(Records of labeled boxes)
⟨
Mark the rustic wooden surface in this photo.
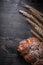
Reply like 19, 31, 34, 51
0, 0, 43, 65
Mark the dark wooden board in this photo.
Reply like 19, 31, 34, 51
0, 0, 43, 65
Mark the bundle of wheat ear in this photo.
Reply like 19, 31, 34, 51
19, 3, 43, 41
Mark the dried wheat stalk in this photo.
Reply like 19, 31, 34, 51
31, 30, 43, 41
26, 18, 43, 37
19, 10, 43, 28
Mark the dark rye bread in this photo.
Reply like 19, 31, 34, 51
17, 38, 43, 64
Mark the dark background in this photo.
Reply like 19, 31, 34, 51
0, 0, 43, 65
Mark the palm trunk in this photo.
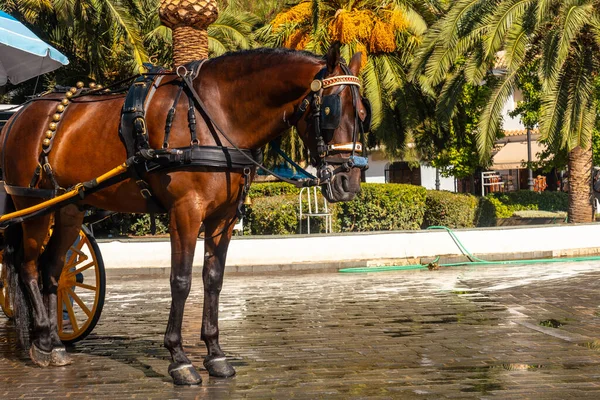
⟩
** Work to be completed **
Change "in this photo" to "in this image" throughout all the rows above, keeping everything else the same. Leave the pictures out of your answer.

** Written solution **
Mark the rustic wooden surface in this image.
Reply like 19, 31, 34, 51
0, 0, 43, 65
Mark the dark wooden board in this image.
Reply like 19, 31, 34, 51
0, 0, 43, 65
Mark the bundle of wheat ear in this image.
Reply like 19, 31, 34, 51
19, 3, 43, 41
Mark the dried wheat stalk in this image.
Reply like 19, 31, 34, 51
31, 30, 43, 41
26, 18, 43, 37
19, 10, 43, 28
Mark the dark rye bread in this image.
Reply like 19, 31, 34, 51
17, 38, 43, 64
Mark the dark background in this image.
Reply like 19, 31, 34, 51
0, 0, 43, 65
Mark the palm trunk in this image.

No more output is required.